Source records:

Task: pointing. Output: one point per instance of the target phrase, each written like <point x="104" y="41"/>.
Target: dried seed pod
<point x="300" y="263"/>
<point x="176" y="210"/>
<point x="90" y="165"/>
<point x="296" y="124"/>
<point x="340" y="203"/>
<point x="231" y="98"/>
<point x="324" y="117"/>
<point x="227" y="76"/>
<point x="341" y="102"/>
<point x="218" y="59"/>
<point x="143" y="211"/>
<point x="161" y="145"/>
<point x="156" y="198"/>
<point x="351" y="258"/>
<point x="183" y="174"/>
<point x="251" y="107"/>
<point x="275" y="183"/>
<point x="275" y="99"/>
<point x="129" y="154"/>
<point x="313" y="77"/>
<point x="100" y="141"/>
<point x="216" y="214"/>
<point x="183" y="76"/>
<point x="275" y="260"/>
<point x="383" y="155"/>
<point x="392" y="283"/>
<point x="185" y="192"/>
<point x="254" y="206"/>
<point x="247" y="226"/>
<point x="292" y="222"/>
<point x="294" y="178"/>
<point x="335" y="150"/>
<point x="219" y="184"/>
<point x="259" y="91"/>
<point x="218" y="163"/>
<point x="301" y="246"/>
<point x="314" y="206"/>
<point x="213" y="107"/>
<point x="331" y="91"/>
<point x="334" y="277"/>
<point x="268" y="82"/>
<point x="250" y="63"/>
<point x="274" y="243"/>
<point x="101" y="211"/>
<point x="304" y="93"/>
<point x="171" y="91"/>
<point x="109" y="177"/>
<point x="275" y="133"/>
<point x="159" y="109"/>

Assigned task: Repeat the entries exactly, all of them.

Result of the task:
Task: pointing. Output: one point per instance of the target phrase, each written like <point x="104" y="41"/>.
Target: dried seed pod
<point x="300" y="263"/>
<point x="176" y="210"/>
<point x="90" y="165"/>
<point x="296" y="124"/>
<point x="340" y="203"/>
<point x="231" y="98"/>
<point x="324" y="117"/>
<point x="227" y="76"/>
<point x="341" y="102"/>
<point x="218" y="59"/>
<point x="143" y="211"/>
<point x="161" y="145"/>
<point x="156" y="198"/>
<point x="351" y="258"/>
<point x="183" y="174"/>
<point x="251" y="107"/>
<point x="275" y="183"/>
<point x="275" y="99"/>
<point x="129" y="154"/>
<point x="313" y="77"/>
<point x="100" y="141"/>
<point x="216" y="214"/>
<point x="183" y="76"/>
<point x="275" y="260"/>
<point x="383" y="155"/>
<point x="392" y="283"/>
<point x="185" y="192"/>
<point x="254" y="206"/>
<point x="247" y="226"/>
<point x="292" y="222"/>
<point x="294" y="178"/>
<point x="335" y="150"/>
<point x="219" y="184"/>
<point x="259" y="91"/>
<point x="218" y="163"/>
<point x="301" y="246"/>
<point x="314" y="206"/>
<point x="213" y="107"/>
<point x="331" y="91"/>
<point x="334" y="277"/>
<point x="268" y="82"/>
<point x="250" y="63"/>
<point x="274" y="243"/>
<point x="101" y="211"/>
<point x="304" y="93"/>
<point x="171" y="91"/>
<point x="109" y="177"/>
<point x="275" y="133"/>
<point x="159" y="109"/>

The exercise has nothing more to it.